Contour labeling items:

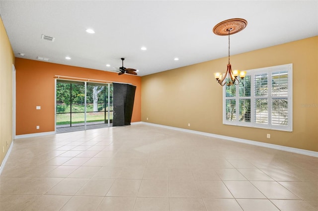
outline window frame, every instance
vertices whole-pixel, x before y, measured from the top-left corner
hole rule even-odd
[[[275,96],[272,93],[272,73],[276,72],[287,71],[288,92],[286,96]],[[254,76],[262,73],[267,74],[267,96],[255,96],[254,87]],[[287,64],[281,65],[273,66],[258,69],[246,70],[246,76],[250,76],[250,97],[239,96],[239,85],[235,85],[236,96],[226,97],[226,85],[223,89],[223,123],[226,125],[239,126],[243,127],[254,127],[268,129],[271,130],[293,131],[293,64]],[[273,124],[272,122],[272,101],[275,99],[287,98],[288,101],[287,114],[288,123],[287,125],[278,125]],[[255,122],[255,100],[265,99],[267,100],[268,116],[267,123]],[[226,119],[226,100],[234,99],[236,100],[235,120]],[[239,121],[239,100],[250,99],[250,122]]]

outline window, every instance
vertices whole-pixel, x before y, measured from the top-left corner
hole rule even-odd
[[[292,131],[293,64],[250,70],[223,87],[223,123]]]

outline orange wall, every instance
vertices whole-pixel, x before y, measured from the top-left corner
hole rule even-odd
[[[141,121],[140,77],[19,58],[15,58],[15,68],[16,135],[55,131],[55,75],[132,84],[137,87],[132,122]]]

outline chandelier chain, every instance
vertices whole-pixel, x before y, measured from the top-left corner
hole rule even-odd
[[[230,32],[231,29],[228,29],[229,31],[229,64],[230,64]]]

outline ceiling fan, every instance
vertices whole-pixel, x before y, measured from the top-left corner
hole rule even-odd
[[[130,74],[131,75],[137,74],[137,73],[136,72],[137,70],[135,70],[135,69],[126,68],[126,67],[124,67],[124,60],[125,60],[125,58],[121,58],[121,59],[122,62],[122,66],[121,66],[121,67],[119,67],[119,68],[117,67],[114,67],[115,69],[117,70],[117,71],[119,71],[119,72],[118,73],[118,75],[122,75],[124,73]]]

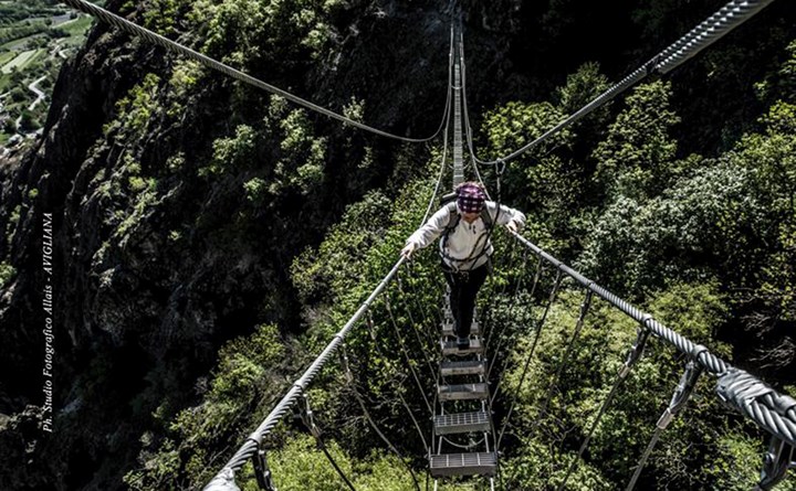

▶ **Set exercise**:
Rewrite all of the items above, substituting "all instances" for each occurrence of "every instance" and keeping everything else identical. Omit the pictures from your answer.

▶ **Worked solution**:
outline window frame, all instances
vertices whole-pixel, x before y, measured from the top-left corner
hole rule even-odd
[[[275,96],[272,93],[272,73],[276,72],[287,71],[288,92],[286,96]],[[254,76],[262,73],[267,74],[267,96],[255,96],[254,87]],[[287,64],[281,65],[273,66],[258,69],[246,70],[246,76],[250,76],[250,97],[239,96],[239,85],[235,85],[236,96],[226,97],[226,85],[223,89],[223,123],[226,125],[239,126],[243,127],[254,127],[268,129],[271,130],[293,131],[293,64]],[[273,124],[272,122],[272,101],[275,99],[287,98],[288,101],[287,114],[288,123],[287,125],[278,125]],[[255,122],[255,100],[265,99],[267,100],[268,116],[267,123]],[[226,119],[226,100],[234,99],[236,100],[235,120]],[[239,121],[239,100],[250,99],[250,122]]]

outline window, all instances
vertices whole-pixel, x before y, measured from the top-left corner
hole rule even-odd
[[[292,131],[293,64],[250,70],[223,87],[223,123]]]

outline orange wall, all instances
vertices whole-pixel, x before y, measured from the top-left corner
hole rule even-odd
[[[141,121],[140,77],[19,58],[15,58],[15,68],[16,135],[55,131],[55,75],[132,84],[137,87],[132,122]]]

outline chandelier chain, all instances
vertices whole-pixel, x before y, measured from the top-left corner
hole rule even-odd
[[[230,32],[231,29],[228,29],[229,31],[229,64],[230,64]]]

outline ceiling fan, all instances
vertices whole-pixel, x before y, measured from the top-left corner
hole rule even-odd
[[[130,74],[131,75],[137,74],[137,73],[136,72],[137,70],[135,70],[135,69],[126,68],[126,67],[124,67],[124,60],[125,60],[125,58],[121,58],[121,59],[122,62],[122,66],[121,66],[121,67],[119,67],[119,68],[117,67],[114,67],[115,69],[117,70],[117,71],[119,71],[119,72],[118,73],[118,75],[122,75],[124,73]]]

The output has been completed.